** Opening Reading text block **

Every now and again, serendipity gives us a unique window into times long past.

An explosive volcanic eruption that took place in prehistory is one of them. As the ash from a pyroclastic flow during the Cambrian age was dumped on a shallow marine environment, its population of ancient arthropods called trilobites were preserved almost instantly – including any soft tissues that are normally degraded or destroyed during other fossilization processes.

Now, hundreds of millions of years later, those unfortunate animals have given us an unprecedented record of their three-dimensional anatomy, along with any smaller creatures that happened to be clinging to their bodies at the time.

"Cambrian ellipsocephaloid trilobites from Morocco are articulated and undistorted, revealing exquisite details of the appendages and digestive system," write a team led by sedimentologist Abderrazzak El Albani of the University of Poitiers in France.

"This occurrence of moldic fossils with three-dimensional soft parts highlights volcanic ash deposits in marine settings as an underexplored source for exceptionally preserved organisms."

Comparison of reconstructions of the two species of trilobite. (Arnaud Mazurier/University of Poitiers)

In spite of more than 22,000 known trilobite species documented across a span of nearly 300 million years from the beginning of the Cambrian more than half a billion years ago, the number of fossil specimens with intact internal anatomy is extremely limited, and those usually incomplete. That's because soft tissues don't tend to survive the temperature and pressure changes that result in the formation of a fossil.

But there is more than one way to make a fossil impression. And, just over half a billion years ago, one of them went off in spectacular style: a volcanic eruption in what is now Morocco that spewed a rain of ash that buried the surrounding region, and a lot of the life in it.

trilobite underwater with volcanic ash
Artistic reconstruction of two species of trilobite an instant before burial in a flow of volcanic ash 510 million years ago. (© Prof. A. El Albani, Univ. Poitiers)

We know such pyroclastic outflows can preserve a snapshot of what they bury. The most famous example is Pompeii, the people of which were buried and cast in millions of tons of ash that rained down on the ancient Roman city, preserving their last moments in horrifying detail.

In the Tatelt Formation in Morocco, a fossil bed with many layers that span ages, there's a thick layer that comprises volcanic ash and debris. And in those, El Albani and his colleagues found specimens of two species of trilobite.

The features of this ash layer indicate that it was deposited during a single, large, pyroclastic flow event, in which hot ash and gas traveled along the ground away from a volcanic eruption, with minerals indicative of a rapid interaction between hot volcanic material and salty seawater.

Transparent reconstruction showing the segmentation of the digestive system in blue, the hypostome in green, and the labrum in red. (Arnaud Mazurier/University of Poitiers)

To determine the effect this had on the fossilization process of the trilobite specimens within, the researchers used microtomographic X-ray imaging to reconstruct the interior anatomy of the animals in three dimensions. And what they found was nothing short of spectacular.

** Closing Reading text block **
** Opening Information given block **

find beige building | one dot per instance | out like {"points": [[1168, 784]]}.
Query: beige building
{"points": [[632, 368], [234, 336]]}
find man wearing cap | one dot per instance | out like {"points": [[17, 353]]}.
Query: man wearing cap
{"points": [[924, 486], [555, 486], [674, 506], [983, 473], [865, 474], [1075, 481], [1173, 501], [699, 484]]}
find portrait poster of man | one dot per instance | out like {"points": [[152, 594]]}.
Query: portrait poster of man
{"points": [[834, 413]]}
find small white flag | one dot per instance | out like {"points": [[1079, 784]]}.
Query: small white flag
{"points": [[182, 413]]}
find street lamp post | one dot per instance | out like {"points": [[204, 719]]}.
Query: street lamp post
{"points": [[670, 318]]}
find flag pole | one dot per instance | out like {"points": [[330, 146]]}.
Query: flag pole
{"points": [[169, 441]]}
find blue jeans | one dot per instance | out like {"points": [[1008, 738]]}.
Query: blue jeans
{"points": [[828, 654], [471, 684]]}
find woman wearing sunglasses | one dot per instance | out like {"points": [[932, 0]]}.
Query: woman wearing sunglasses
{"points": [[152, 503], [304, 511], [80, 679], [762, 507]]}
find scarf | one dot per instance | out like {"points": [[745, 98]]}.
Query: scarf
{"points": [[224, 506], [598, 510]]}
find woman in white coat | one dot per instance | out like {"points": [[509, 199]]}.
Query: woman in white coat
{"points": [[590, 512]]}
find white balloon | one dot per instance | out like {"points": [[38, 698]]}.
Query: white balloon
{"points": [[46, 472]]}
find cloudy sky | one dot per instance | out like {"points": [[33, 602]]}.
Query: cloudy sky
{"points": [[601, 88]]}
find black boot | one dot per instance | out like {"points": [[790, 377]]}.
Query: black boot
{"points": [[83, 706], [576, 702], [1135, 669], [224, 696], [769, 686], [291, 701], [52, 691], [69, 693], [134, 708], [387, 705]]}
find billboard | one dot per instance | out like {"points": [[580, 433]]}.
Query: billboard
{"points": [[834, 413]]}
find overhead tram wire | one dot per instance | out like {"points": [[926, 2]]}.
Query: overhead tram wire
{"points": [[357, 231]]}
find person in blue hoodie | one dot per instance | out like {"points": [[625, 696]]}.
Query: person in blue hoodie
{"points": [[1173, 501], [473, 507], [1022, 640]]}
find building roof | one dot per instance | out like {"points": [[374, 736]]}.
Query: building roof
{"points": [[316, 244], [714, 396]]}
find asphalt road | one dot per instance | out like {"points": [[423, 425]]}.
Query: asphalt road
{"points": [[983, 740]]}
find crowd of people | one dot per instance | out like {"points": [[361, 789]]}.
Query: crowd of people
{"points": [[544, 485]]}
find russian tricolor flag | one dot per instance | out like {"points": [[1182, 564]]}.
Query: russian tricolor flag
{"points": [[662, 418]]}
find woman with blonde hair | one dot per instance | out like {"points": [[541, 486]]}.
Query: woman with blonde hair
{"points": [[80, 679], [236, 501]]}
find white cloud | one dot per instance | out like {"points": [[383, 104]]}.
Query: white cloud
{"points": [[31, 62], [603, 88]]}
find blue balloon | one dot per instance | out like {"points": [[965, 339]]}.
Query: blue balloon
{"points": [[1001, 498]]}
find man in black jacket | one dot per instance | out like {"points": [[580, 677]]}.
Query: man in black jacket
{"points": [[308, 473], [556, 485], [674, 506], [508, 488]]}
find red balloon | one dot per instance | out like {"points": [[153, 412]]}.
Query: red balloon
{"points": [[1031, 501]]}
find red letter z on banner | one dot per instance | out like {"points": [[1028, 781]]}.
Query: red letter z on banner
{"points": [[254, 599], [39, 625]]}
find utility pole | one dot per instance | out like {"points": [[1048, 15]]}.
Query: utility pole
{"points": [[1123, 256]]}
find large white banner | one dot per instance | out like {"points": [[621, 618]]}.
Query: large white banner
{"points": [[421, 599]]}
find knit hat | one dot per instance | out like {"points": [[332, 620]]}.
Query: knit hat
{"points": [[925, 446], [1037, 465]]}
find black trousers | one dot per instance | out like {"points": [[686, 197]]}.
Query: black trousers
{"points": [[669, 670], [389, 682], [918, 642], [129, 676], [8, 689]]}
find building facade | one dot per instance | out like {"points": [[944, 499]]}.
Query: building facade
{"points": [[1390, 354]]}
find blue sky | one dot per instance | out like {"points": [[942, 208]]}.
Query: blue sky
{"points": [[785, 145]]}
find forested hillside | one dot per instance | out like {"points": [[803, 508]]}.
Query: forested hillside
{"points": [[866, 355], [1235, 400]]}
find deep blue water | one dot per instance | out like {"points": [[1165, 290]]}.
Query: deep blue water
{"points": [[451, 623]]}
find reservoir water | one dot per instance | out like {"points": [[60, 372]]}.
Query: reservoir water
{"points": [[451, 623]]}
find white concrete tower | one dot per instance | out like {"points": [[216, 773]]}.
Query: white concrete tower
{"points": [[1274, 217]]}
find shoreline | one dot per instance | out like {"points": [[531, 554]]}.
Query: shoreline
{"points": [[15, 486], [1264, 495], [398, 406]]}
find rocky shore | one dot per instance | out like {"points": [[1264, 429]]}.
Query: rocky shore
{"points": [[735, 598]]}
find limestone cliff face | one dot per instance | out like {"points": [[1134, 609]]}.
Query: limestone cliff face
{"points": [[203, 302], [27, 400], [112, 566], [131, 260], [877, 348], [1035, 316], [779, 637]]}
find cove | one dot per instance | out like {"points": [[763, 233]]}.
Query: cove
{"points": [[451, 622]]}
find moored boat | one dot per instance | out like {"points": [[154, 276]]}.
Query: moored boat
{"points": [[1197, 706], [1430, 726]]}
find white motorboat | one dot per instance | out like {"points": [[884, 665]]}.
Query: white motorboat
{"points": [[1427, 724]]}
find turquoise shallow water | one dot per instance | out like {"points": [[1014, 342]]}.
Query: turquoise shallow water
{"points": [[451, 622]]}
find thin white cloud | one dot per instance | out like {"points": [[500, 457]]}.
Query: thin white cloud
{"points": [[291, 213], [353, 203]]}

** Closing Information given block **

## Exercise set
A. Summarize the trilobite article in two sentences.
B. List each structure named in the trilobite article's caption for the transparent reconstruction, along with the color used for it.
C. Echo the part of the trilobite article between "But there is" and "Albani, Univ. Poitiers)", inclusive.

## Answers for the exercise
A. During the Cambrian, ash from a volcanic pyroclastic flow in what is now Morocco buried a shallow marine environment and preserved its trilobites almost instantly, along with soft tissues that are normally destroyed during fossilization. In the Tatelt Formation, a team led by Abderrazzak El Albani found two trilobite species in this ash layer and used microtomographic X-ray imaging to reconstruct the animals' interior anatomy in three dimensions.

B.
- Digestive system: blue
- Hypostome: green
- Labrum: red

C.
But there is more than one way to make a fossil impression. And, just over half a billion years ago, one of them went off in spectacular style: a volcanic eruption in what is now Morocco that spewed a rain of ash that buried the surrounding region, and a lot of the life in it.

trilobite underwater with volcanic ash
Artistic reconstruction of two species of trilobite an instant before burial in a flow of volcanic ash 510 million years ago. (© Prof. A. El Albani, Univ. Poitiers)